Passage given:
★ ★ ★ ★
Reputation: 583
I have a recurrent situation where I set a value at the top of a long set of R code that's used in subsetting one or more data frames. Something like this:
city_code <- "202"
At the end of the whole process I'd like to save the results in a data frame that's named appropriately, say, based on appending "city_code" to a common stub.
city_results <- paste("city_stats", city_code, sep = "")
My problem is that I can't figure out how to rename the resulting data frame as the value of 'city_results'. Lots of info out there on how to rename the columns of a data frame, but not on how to rename the data frame itself. Based on a proposed answer, here's a clarification:
Thanks, @mike-wise. Helpful to study Hadley's Advanced R with a concrete problem in hand.
library(dplyr)
gear_code <- 4
gear_subset <- paste("mtcars_", gear_code, sep = "")
mtcars_subset <- mtcars %>% filter(gear == gear_code)
head(mtcars_subset)
write.csv(mtcars_subset, file = paste(gear_subset, ".csv", sep = ""))
That lets me write the subset to an appropriately named csv file. However, your suggestion kind of works, but I can't, for example, reference the data.frame with the new name:
assign(gear_subset, mtcars_subset)
★ ★ ★ ★
What to do:
1. Please rewrite the R question from "At the end of" to "problem in hand.", putting "table" in place of "data frame".
2. Which package does the clarification code in the R question load?
3. Do these statements agree with the R question? (a) The first example sets city_code to "202". (b) The writer found plenty of information on renaming a data frame itself. (c) The clarification code filters mtcars by gear. Answer yes or no for each, quoting the words that decide it.
★ ★ ★ ★
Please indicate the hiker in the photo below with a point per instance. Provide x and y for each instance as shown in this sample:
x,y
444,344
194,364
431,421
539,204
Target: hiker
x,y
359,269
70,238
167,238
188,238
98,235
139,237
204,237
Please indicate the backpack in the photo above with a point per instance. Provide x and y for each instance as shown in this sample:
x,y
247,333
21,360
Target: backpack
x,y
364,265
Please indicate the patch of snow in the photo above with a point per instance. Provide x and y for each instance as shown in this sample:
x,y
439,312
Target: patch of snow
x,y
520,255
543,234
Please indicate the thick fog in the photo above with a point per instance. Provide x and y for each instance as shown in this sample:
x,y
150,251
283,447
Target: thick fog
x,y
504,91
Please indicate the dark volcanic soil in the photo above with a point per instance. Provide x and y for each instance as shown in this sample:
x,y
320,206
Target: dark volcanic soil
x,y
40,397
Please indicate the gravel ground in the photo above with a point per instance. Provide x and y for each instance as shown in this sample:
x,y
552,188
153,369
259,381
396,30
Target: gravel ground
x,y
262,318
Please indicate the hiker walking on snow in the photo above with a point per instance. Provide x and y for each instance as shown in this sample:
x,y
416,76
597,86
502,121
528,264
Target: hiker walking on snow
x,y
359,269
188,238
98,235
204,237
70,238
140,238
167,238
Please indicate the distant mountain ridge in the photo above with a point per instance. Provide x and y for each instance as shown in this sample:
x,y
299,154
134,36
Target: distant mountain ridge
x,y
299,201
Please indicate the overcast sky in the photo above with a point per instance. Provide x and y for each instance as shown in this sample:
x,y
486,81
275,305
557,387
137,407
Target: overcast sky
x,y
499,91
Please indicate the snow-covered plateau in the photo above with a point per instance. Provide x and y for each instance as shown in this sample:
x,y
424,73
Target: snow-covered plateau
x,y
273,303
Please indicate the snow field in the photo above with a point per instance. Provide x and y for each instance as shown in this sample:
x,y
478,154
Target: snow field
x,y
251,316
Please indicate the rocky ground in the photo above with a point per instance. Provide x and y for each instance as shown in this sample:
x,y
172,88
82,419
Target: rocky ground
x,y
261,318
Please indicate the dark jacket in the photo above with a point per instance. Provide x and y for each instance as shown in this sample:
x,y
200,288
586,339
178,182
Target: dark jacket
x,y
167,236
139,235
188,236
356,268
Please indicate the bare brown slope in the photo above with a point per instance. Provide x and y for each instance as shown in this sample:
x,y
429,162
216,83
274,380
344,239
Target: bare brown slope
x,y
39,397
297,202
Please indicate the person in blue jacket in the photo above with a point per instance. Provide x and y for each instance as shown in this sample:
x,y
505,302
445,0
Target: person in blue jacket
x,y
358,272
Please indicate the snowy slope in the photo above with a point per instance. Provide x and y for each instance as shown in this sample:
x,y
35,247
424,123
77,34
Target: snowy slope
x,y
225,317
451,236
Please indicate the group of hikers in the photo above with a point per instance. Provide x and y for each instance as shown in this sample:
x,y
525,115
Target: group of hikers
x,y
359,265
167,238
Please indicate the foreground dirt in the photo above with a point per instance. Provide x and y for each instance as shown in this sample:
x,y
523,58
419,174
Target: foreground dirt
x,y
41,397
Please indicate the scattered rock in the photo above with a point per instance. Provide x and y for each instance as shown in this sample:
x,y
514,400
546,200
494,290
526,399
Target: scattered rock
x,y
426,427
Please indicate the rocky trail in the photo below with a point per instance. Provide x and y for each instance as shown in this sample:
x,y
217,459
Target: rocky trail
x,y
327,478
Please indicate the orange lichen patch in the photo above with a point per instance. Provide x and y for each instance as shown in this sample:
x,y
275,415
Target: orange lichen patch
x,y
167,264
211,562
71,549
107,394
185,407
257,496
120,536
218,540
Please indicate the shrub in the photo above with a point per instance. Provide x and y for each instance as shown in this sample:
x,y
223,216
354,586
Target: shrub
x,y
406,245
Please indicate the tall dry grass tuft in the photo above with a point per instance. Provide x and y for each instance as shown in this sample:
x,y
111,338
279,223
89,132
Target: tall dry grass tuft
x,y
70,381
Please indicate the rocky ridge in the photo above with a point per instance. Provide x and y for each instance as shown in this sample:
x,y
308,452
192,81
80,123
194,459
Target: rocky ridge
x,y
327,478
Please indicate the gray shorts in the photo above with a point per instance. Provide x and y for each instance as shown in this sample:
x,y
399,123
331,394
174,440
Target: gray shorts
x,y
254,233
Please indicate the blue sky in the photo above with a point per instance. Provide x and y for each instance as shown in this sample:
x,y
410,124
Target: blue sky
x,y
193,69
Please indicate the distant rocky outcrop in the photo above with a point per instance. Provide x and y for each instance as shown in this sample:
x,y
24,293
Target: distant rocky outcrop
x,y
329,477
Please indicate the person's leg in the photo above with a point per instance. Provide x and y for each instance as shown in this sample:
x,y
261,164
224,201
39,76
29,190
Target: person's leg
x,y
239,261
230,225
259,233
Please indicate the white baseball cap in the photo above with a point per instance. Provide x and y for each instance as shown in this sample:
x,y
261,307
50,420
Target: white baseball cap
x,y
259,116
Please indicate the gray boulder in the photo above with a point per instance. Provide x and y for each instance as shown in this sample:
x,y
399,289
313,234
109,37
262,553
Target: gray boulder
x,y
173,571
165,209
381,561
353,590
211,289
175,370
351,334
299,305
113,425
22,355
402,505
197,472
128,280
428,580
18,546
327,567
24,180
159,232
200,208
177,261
★ ★ ★ ★
Results by task:
1.
At the end of the whole process I'd like to save the results in a table that's named appropriately, say, based on appending "city_code" to a common stub.
city_results <- paste("city_stats", city_code, sep = "")
My problem is that I can't figure out how to rename the resulting table as the value of 'city_results'. Lots of info out there on how to rename the columns of a table, but not on how to rename the table itself. Based on a proposed answer, here's a clarification:
Thanks, @mike-wise. Helpful to study Hadley's Advanced R with a concrete problem in hand.

2. dplyr

3.
(a) Yes: "city_code <- "202""
(b) No: "Lots of info out there on how to rename the columns of a data frame, but not on how to rename the data frame itself."
(c) Yes: "mtcars_subset <- mtcars %>% filter(gear == gear_code)"